— start Excerpted data —

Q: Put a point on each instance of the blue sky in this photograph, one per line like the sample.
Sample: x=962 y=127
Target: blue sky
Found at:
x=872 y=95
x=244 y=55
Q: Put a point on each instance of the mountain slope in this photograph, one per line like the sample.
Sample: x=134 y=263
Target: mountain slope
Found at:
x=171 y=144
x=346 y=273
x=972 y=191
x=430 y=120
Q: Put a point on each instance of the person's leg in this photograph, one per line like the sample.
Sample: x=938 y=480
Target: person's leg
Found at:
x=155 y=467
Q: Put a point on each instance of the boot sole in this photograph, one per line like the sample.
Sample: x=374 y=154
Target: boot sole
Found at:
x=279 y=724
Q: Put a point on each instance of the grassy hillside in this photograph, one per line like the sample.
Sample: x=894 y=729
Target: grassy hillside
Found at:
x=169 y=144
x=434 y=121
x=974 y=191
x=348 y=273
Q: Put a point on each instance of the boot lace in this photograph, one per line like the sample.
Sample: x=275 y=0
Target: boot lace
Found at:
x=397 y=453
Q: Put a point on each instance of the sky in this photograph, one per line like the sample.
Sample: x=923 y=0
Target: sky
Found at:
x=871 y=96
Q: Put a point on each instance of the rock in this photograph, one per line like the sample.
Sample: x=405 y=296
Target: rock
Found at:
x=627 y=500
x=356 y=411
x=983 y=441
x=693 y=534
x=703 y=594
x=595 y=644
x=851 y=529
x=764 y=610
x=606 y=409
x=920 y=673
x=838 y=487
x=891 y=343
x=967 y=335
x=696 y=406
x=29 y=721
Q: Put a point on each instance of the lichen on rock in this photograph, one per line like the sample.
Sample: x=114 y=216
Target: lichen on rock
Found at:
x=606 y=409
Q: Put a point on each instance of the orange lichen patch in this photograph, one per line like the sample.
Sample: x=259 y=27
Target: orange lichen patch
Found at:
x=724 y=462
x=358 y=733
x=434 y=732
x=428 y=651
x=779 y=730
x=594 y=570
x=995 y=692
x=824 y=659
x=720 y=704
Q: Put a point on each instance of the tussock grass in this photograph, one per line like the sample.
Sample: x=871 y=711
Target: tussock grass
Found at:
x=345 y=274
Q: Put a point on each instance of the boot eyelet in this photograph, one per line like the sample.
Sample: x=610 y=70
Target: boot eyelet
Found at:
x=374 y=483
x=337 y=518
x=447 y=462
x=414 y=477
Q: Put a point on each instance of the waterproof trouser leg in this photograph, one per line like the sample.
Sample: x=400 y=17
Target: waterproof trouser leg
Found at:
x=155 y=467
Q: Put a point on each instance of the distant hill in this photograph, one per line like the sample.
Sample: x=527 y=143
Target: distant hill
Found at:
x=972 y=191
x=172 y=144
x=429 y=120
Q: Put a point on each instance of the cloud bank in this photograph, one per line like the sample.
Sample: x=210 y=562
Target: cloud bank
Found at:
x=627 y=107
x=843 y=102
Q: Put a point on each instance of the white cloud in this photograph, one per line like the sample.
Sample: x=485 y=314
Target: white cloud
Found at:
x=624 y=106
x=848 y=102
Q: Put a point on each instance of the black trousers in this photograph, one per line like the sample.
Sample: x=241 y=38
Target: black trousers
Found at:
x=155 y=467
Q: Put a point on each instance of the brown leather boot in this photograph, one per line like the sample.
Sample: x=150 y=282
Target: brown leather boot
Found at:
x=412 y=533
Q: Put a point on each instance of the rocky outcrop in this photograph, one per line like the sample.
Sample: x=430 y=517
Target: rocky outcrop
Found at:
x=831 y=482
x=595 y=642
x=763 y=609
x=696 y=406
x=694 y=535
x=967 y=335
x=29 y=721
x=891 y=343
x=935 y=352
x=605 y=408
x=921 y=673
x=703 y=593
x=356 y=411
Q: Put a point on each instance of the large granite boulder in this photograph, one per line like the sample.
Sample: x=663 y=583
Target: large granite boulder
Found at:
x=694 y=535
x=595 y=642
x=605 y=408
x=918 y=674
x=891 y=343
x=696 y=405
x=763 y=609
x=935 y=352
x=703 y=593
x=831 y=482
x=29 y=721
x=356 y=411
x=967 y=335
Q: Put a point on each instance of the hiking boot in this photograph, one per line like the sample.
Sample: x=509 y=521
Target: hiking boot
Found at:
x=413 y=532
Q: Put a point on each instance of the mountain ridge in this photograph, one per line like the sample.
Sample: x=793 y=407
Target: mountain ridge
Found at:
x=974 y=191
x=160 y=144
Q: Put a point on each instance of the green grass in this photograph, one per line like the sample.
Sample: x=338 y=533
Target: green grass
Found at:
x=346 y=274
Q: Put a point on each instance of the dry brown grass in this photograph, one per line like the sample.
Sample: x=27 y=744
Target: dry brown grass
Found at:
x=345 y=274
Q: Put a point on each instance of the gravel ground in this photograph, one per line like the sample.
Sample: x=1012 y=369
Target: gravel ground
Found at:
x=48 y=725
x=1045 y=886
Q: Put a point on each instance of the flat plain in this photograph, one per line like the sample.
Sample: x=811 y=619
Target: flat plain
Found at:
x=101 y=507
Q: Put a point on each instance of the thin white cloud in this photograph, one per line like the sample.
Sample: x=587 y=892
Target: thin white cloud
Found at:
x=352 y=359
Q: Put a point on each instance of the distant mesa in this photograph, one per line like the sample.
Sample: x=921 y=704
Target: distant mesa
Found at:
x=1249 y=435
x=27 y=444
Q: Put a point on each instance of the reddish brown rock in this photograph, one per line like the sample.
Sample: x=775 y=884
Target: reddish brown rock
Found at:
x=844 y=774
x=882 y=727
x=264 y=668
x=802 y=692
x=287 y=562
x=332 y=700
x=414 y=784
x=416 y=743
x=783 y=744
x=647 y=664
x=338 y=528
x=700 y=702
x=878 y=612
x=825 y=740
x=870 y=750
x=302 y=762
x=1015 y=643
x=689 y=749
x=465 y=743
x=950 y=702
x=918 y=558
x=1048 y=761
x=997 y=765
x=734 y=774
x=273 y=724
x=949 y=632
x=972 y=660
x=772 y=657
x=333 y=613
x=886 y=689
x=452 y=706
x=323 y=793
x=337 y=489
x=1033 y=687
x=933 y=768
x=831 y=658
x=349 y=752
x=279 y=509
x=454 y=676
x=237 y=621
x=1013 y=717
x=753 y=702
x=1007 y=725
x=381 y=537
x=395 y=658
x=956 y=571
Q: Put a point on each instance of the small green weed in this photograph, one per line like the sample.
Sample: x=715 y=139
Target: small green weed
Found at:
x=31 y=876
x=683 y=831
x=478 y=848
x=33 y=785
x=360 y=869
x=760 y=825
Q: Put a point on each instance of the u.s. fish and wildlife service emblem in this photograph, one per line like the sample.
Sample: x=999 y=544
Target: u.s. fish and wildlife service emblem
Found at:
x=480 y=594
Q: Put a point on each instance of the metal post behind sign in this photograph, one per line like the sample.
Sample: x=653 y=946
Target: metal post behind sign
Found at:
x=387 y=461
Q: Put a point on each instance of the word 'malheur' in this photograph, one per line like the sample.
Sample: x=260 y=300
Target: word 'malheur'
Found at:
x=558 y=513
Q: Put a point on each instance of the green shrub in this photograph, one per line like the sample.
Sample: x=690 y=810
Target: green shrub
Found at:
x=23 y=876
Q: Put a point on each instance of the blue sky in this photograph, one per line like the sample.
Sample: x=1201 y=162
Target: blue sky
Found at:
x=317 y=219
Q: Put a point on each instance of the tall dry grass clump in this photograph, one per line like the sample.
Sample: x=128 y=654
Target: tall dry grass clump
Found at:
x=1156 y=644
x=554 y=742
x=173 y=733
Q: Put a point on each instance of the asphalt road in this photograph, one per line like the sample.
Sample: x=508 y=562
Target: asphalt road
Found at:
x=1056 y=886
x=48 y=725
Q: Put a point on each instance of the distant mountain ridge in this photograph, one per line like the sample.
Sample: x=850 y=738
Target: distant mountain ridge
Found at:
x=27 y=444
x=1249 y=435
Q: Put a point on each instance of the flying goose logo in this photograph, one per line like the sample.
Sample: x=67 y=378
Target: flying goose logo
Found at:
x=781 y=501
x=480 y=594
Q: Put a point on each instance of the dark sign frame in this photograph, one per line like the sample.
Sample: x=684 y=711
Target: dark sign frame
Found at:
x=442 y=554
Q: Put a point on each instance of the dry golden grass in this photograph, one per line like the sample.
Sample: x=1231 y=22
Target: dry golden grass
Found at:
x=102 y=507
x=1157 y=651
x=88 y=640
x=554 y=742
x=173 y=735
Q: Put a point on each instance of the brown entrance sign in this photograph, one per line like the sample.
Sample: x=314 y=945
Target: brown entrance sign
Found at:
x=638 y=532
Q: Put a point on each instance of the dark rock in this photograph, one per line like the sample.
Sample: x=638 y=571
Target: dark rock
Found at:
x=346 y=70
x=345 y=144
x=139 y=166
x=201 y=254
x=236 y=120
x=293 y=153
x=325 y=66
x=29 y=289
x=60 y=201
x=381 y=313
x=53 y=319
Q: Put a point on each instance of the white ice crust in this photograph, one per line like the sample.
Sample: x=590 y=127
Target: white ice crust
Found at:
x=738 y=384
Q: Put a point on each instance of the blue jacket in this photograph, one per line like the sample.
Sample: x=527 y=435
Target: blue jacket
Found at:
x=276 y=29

— end Excerpted data —

§ **Stated goal**
Begin with the line that contains "Q: Put a point on each instance of the brown entrance" and quote each line after it exactly, stopping after the last line of the data.

§ **Result below**
Q: Put a point on each instance of the brown entrance sign in this photograph, one per line like the sample.
Sample: x=314 y=945
Target: brown entrance sign
Found at:
x=638 y=532
Q: Put a point on each instance of the dark rock in this photograph, one per line like the sample.
Sample: x=638 y=571
Target: dark rock
Found at:
x=346 y=70
x=345 y=144
x=139 y=166
x=201 y=254
x=236 y=120
x=293 y=153
x=325 y=66
x=29 y=289
x=60 y=201
x=381 y=313
x=53 y=319
Q: Put a point on each instance of the white ice crust in this photograph, one per line like the sample.
Sample: x=590 y=127
Target: white ice crust
Found at:
x=738 y=384
Q: Put a point on each instance of the blue jacket in this photograph, one per line like the sample.
Sample: x=527 y=435
Target: blue jacket
Found at:
x=276 y=29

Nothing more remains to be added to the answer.